- [WRITTEN INSTRUCTION] Copy out the listing below line for line, from its first line down to and including the line that contains "(1287, 660)". Leave the pictures out of your copy.

>> BEGIN RECORD EXTRACTS

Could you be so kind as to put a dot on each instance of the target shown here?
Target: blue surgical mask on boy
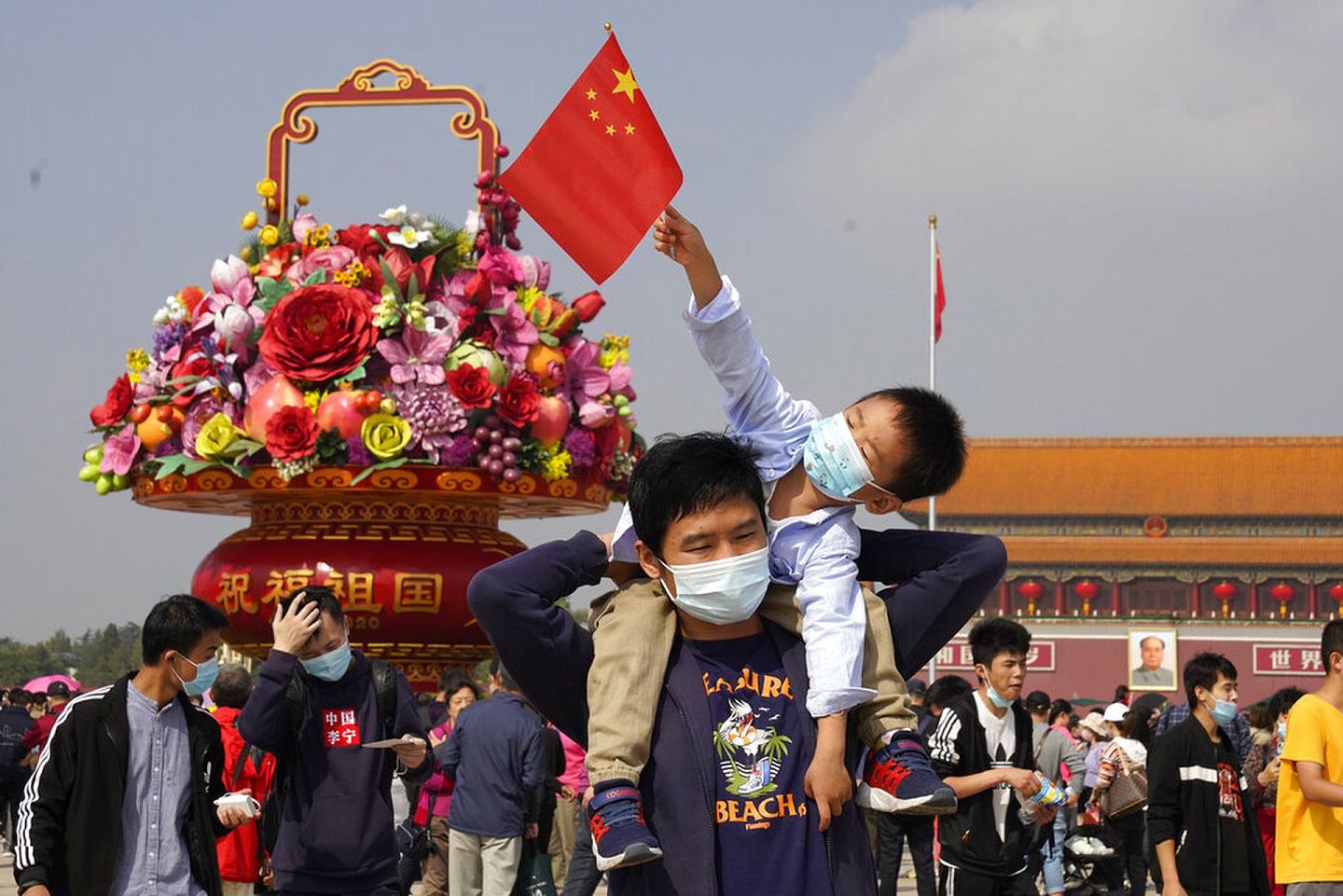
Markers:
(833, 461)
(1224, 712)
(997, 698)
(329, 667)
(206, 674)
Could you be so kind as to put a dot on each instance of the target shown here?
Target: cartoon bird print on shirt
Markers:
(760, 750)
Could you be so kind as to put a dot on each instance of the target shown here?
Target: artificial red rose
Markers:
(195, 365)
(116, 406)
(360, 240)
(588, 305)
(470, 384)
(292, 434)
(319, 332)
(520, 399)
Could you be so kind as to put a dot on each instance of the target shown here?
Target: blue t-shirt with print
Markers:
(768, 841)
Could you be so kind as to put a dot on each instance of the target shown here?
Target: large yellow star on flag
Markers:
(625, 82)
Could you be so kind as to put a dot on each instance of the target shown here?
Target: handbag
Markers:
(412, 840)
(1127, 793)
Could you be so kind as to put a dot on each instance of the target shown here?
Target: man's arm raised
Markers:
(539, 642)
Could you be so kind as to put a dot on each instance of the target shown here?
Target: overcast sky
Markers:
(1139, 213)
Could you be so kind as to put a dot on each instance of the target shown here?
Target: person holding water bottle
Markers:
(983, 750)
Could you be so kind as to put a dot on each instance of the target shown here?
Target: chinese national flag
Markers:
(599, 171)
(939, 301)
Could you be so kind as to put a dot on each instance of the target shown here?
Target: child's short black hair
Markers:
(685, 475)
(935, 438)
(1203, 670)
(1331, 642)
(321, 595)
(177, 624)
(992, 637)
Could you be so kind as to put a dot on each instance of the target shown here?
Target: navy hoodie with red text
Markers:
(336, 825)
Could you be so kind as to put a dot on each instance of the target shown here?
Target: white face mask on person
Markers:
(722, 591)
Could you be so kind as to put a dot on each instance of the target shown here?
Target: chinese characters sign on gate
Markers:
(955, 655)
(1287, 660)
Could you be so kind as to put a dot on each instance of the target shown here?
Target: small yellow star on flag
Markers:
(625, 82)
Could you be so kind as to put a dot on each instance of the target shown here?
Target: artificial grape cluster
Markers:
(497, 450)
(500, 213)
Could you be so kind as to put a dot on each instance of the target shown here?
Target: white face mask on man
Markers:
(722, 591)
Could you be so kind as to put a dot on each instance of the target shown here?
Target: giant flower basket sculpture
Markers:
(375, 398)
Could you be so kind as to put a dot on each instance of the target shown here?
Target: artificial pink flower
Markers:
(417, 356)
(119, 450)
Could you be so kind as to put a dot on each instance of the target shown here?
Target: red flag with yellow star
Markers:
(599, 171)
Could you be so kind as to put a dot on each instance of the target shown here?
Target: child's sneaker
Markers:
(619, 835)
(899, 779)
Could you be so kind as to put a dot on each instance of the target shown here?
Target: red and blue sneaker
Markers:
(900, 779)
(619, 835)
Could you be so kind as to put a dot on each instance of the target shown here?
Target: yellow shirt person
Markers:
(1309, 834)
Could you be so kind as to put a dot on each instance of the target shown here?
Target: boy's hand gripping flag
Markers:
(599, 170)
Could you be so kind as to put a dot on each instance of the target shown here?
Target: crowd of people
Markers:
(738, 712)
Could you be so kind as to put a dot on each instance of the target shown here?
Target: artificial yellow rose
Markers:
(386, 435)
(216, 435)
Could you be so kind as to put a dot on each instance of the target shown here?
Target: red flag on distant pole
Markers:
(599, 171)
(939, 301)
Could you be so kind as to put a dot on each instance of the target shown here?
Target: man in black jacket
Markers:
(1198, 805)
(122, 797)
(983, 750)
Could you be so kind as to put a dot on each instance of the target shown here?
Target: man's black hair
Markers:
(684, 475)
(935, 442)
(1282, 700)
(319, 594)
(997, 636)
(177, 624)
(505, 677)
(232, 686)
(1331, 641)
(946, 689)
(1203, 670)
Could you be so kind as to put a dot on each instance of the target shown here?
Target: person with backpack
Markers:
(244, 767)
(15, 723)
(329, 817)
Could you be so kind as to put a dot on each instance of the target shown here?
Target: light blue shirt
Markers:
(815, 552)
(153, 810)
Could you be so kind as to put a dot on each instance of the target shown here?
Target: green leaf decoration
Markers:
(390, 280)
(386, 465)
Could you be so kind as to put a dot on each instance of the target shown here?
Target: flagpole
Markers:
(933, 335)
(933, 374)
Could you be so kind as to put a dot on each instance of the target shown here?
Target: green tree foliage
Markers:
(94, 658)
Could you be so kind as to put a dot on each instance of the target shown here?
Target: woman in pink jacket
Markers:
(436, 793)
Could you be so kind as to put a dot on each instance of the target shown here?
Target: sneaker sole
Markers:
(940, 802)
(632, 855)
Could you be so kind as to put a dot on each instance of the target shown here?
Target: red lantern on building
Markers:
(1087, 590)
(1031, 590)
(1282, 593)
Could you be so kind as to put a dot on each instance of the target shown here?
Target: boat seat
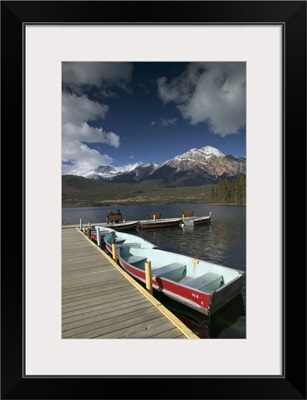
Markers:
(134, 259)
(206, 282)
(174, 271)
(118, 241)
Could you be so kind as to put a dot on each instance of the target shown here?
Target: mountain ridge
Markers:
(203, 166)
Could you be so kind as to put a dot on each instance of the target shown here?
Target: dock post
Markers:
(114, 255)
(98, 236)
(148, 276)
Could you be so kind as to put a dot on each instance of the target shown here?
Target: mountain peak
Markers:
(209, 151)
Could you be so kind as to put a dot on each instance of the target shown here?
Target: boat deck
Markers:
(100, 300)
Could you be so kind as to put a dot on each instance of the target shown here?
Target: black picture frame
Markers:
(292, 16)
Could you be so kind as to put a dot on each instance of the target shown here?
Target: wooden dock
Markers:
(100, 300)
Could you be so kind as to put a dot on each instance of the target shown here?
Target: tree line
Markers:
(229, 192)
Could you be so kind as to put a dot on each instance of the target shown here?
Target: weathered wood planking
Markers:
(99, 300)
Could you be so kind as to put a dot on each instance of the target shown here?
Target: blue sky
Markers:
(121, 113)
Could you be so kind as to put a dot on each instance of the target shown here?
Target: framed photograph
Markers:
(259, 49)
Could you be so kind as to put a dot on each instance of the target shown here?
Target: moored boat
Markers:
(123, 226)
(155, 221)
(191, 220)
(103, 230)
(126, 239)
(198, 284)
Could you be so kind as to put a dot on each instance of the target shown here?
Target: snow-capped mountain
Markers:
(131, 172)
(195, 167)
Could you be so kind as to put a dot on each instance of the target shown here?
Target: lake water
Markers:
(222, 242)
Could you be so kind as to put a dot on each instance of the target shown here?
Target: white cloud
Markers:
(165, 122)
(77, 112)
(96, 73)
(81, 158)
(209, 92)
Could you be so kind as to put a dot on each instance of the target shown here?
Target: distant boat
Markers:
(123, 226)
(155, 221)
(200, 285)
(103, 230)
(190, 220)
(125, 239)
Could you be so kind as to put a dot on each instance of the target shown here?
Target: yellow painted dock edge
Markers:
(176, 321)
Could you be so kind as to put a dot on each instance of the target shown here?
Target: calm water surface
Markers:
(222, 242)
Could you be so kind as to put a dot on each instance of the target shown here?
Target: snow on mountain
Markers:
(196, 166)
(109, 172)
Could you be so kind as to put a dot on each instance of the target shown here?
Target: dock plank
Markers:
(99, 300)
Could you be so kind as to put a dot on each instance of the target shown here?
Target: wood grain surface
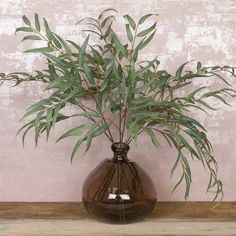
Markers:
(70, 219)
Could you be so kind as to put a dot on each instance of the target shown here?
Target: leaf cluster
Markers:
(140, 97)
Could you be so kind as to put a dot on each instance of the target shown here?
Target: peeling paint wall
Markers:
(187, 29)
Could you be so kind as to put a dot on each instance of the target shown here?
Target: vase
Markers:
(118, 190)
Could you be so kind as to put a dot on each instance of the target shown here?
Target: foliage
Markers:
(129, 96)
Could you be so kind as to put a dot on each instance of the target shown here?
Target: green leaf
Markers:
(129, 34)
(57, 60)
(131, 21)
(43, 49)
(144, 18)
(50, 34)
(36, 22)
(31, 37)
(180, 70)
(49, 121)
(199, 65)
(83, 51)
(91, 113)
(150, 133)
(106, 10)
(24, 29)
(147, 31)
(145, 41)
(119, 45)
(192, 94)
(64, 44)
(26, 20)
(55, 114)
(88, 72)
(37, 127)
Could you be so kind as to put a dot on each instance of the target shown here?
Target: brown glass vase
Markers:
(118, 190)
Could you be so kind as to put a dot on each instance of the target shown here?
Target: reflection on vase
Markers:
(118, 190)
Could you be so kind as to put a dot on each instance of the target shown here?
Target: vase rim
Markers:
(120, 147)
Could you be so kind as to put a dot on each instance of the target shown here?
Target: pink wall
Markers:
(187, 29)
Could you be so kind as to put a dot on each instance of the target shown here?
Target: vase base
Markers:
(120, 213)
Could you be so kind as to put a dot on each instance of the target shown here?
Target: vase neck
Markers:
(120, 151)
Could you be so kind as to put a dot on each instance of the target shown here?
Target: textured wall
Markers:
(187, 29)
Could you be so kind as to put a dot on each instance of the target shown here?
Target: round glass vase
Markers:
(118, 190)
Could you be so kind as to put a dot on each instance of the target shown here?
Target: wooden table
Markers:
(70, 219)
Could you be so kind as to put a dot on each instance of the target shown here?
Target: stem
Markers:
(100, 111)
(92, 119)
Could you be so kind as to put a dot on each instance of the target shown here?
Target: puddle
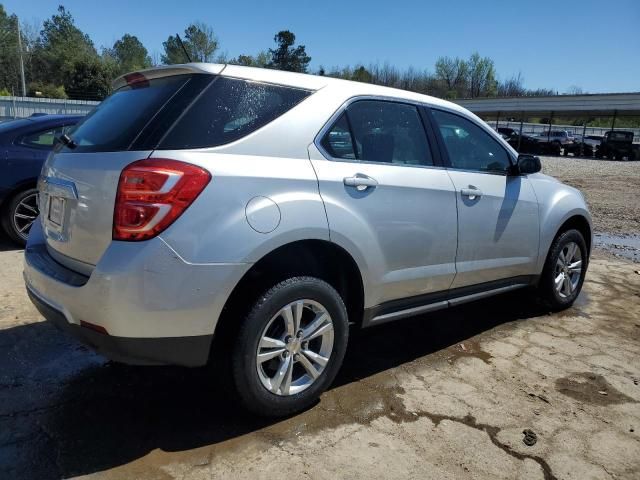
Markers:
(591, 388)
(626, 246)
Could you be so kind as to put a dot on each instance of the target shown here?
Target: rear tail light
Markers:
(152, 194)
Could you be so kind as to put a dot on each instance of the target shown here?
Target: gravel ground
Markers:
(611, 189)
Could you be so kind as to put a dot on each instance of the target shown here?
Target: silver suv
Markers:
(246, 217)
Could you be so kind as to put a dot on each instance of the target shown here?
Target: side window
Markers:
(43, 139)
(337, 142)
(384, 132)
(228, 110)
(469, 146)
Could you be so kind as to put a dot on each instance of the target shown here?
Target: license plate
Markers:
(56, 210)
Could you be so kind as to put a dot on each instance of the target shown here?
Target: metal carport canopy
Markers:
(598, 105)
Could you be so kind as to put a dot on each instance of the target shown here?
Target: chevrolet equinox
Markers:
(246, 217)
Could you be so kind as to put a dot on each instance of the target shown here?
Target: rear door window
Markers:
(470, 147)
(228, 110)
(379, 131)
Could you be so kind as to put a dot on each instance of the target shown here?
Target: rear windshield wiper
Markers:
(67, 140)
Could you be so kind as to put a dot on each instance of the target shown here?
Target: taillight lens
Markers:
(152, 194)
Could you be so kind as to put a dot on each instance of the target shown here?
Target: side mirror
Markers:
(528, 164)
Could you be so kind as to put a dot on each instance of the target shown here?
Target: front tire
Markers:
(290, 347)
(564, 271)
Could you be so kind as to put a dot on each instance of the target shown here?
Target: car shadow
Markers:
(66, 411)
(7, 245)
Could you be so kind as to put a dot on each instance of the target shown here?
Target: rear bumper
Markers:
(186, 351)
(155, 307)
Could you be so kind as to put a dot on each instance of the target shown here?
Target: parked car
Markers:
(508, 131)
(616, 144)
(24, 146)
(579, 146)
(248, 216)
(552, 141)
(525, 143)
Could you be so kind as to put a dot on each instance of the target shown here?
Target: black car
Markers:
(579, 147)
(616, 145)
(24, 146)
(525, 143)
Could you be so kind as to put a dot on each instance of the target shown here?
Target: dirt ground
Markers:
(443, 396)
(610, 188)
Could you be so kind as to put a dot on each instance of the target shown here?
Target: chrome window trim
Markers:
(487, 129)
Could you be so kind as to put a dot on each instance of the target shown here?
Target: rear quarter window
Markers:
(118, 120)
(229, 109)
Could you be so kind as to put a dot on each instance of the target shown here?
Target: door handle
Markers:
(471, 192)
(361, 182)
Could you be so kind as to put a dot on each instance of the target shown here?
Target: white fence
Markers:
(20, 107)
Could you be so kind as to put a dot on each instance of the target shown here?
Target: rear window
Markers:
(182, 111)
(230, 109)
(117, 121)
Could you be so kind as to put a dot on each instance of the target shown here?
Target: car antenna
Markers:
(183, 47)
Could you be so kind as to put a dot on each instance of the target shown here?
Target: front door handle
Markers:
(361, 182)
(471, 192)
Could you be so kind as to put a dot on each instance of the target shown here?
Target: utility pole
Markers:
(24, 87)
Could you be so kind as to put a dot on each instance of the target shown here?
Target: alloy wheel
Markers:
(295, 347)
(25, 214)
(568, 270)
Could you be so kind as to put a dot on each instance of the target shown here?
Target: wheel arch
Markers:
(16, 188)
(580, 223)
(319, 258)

>> END RECORD EXTRACTS

- [THE COMPLETED TASK]
Could you be so kind as to put a dot on each instance of the target shown here?
Target: blue surgical mask on boy
Markers:
(833, 461)
(1224, 712)
(997, 698)
(329, 667)
(206, 674)
Could you be so kind as to put a dot on each instance of the target shown here?
Target: cartoon bird print on shirt
Markers:
(760, 750)
Could you be so kind as to put a dot on each instance of the target shown here?
Target: artificial red rose
Markers:
(195, 365)
(116, 406)
(360, 240)
(588, 305)
(470, 384)
(292, 434)
(319, 332)
(520, 399)
Could you be so kind as to put a dot on each instance of the target shown here?
Target: blue t-shirt with print
Markers:
(768, 841)
Could you be so kind as to put a dot on each instance of the target shown here?
Target: large yellow star on flag
Markers:
(625, 82)
Could you be so kind as to put a dot on each instance of the target shown here?
Target: handbag
Markers:
(412, 840)
(1127, 793)
Could you be so kind as to put a dot on each instance of the target shown here?
Target: man's arm raised
Markers:
(539, 642)
Could you be so kind as to put a dot on each instance of the target shown here?
Target: overcast sky
Markers:
(1139, 213)
Could you be so kind as to put a dot on each instance of the target shown here?
Target: person holding water bottle
Markers:
(983, 750)
Could you be so kind as to put a dot on each instance of the target shown here?
Target: chinese national flag
Markers:
(599, 171)
(939, 301)
Could you be so kind as to put a dot on each instance of the target shown here?
Target: child's short black hair
Markers:
(685, 475)
(935, 438)
(1203, 670)
(1331, 642)
(321, 595)
(177, 624)
(992, 637)
Could you be so kind as to put a dot on each instance of the target shown here?
Target: navy hoodie with red text
Markers:
(336, 825)
Could you be so kind as to put a dot on each instance of the target shown here?
Target: white face mask on person
Markers:
(722, 591)
Could you be so kind as to put a dot on each instance of the target shown here?
Target: chinese characters sign on gate
Markers:
(955, 655)
(1287, 660)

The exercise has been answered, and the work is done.